• **Problems and tasks**
A – In the Beshbarmak recipe, reproduce word for word the passage that begins with the words "Eating this meal" and ends with the words "Really enjoyed this.".
B – Extend the Beshbarmak recipe by writing what comes next after its last sentence.

• **Extract provided**

This slow-cooked meat dish is made with boiled mutton (sheep), beef, horse or camel, and served with either boiled, flat dumplings or thin noodles, and onions. Beshbarmak was usually eaten with one’s hands and helps explain its name, which means “five fingers.” The dish has a lot of cultural significance, and reflects Kazakhstan’s hospitality customs. The meat is traditionally served in small pieces to ensure that aksakals, or male elders, can chew it without difficulty. Beshbarmak, which is also popular in nearby Kyrgyzstan, is considered Kazakhstan’s national dish, and is the king of the table at any festivity, although it is also enjoyed daily in homes across the country.
While cooking this I was worried that is was going to be a bit too plain. Plain noodles and boiled meat sounds unpalatable but this meal was surprisingly good. The Chyk sauce was a revelation.
Eating this meal gave you a real sense of its tradition an origin. You could see how a nomadic tribe on the steppes would butcher and cook a whole sheep by boiling it in a big pot with salt and whatever herbs where around. Roll out flat noodles, cook it in the broth and serve it on a big platter for everyone to share. Really enjoyed this.
- 1 kg Lamb or Mutton preferably with the bone in
- 4 litres Water
- 1 Onion
- 1 Potato
- 1 Carrot
- 2 Bay leaves
- 1 tsp Cumin Seeds
- 2 Eggs
- 300 grams Flour
- 1 tsp Salt
- 1 Onion
- Freshly ground black pepper
- 500 ml Broth
- 3 cloves Garlic crushed
- 1 tbsp vegetable oil
- Put all the broth ingredients in a large pot and boil for about 2 hours. Periodically remove any foam that forms. The cook time will vary depending on the cut of the meat. You want to boil the meat until it is falling off the bone. Top up with water as necessary. Try and keep at least 500ml of broth in the pot.

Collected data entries
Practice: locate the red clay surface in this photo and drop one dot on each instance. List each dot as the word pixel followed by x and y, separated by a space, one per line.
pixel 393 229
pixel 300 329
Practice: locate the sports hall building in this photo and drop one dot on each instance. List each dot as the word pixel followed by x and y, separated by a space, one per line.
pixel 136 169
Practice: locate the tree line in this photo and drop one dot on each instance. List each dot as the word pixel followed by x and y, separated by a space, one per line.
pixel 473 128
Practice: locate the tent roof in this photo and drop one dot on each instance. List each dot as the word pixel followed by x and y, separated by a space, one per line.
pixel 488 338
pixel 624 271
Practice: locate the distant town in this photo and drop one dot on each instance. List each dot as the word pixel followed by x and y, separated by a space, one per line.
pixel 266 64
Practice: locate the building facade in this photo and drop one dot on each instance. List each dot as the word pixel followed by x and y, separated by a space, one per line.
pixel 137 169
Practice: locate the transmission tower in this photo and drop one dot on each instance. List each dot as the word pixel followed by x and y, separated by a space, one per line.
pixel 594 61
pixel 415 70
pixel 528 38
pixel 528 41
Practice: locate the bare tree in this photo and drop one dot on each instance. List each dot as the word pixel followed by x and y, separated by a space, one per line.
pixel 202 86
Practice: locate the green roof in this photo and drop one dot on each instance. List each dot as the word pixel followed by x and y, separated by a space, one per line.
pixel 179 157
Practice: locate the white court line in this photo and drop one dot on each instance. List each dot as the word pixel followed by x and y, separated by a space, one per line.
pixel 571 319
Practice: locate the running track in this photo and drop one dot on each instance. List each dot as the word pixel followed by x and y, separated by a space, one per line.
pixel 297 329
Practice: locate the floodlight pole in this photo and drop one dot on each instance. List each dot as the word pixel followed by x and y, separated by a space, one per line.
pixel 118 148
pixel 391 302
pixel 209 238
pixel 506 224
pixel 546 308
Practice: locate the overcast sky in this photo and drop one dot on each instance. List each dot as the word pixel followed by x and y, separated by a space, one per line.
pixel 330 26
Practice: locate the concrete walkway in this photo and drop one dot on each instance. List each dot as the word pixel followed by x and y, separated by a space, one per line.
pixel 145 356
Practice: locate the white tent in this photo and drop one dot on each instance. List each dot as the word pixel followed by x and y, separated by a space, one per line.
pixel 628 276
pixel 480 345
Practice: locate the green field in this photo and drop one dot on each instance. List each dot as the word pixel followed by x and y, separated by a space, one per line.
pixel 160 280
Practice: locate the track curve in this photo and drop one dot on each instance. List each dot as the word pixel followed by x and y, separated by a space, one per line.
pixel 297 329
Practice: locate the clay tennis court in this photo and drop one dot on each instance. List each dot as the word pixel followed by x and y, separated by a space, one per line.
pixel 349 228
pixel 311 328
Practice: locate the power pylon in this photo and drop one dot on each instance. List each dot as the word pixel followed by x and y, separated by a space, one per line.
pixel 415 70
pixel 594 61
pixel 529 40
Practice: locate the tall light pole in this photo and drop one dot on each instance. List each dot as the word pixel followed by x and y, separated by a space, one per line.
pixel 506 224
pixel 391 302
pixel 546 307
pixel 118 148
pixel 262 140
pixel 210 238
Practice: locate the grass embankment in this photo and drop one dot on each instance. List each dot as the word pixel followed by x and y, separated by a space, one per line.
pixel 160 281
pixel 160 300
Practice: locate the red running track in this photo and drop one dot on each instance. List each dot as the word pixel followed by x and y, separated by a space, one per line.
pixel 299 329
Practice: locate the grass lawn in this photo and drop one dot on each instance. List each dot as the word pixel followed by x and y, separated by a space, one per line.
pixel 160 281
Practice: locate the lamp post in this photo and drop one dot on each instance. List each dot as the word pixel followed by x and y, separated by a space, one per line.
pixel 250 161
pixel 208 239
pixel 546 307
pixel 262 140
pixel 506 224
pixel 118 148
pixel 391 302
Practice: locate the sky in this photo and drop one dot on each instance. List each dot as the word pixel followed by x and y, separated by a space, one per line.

• **Response list**
A –
Eating this meal gave you a real sense of its tradition an origin. You could see how a nomadic tribe on the steppes would butcher and cook a whole sheep by boiling it in a big pot with salt and whatever herbs where around. Roll out flat noodles, cook it in the broth and serve it on a big platter for everyone to share. Really enjoyed this.

B –
- When the meat is cooked let it cool before cutting it into small slices or strips 0.5-6 cm. Put the cut meat in a separate dish and keep it covered in a warm place.
- While the meat is boiling, prepare the dough. Pour the water into a bowl, add egg and salt while stirring. Add the flour and knead the dough. The ready dough should be divided into two equal parts and placed for 10-15 minutes under a dish. This procedure makes it soft and pliable for rolling. Make those 2 parts into a bun which is then flattened by pressing down on it. Keep covered with a linen cloth and left for 15 minutes.
- Roll each bun to a thickness of about 2-3 mm. Fold the dough into a roll and cut across into the form of noodles about 3-4 mm wide.
- Lower the noodles into the boiling mutton broth (after having taken off the meat). When the noodles float to the surface, stir the pot and simmer for another minute. Remove the noodles from the pot, let them drain and place them onto a dish.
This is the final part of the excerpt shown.